==== DATA ENTRIES

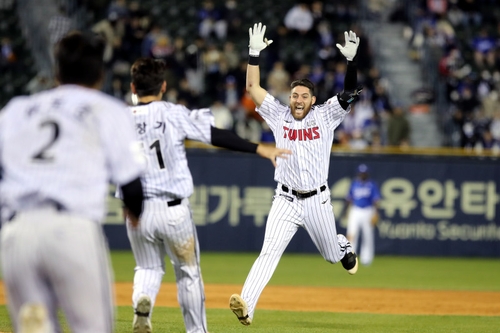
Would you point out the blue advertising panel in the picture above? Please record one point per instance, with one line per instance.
(430, 205)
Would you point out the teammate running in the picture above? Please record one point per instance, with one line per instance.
(362, 204)
(166, 227)
(58, 150)
(302, 197)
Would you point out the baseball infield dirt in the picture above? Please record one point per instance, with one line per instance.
(297, 298)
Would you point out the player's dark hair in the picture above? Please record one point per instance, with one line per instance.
(79, 59)
(148, 76)
(303, 82)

========

### TASK PROMPT
In all the data above, substitute "mark" for "point out" and write out every line again with nothing else changed. Leave the pictures out.

### REPLY TO THE EXERCISE
Would you mark the blue advertising panel in the picture above? Please record one point per instance, with one line per instance.
(430, 205)
Would you mark the teammate running in the picture above? Please record one point per instance, with one line per instance.
(362, 204)
(166, 227)
(58, 150)
(302, 197)
Would you mark the baseball infield dirt in the picture above? Please record one point per instance, with one line per instance.
(297, 298)
Would you mark the player's dark hair in the picture above? Please record one point per instance, with one line per instance.
(79, 59)
(148, 76)
(303, 82)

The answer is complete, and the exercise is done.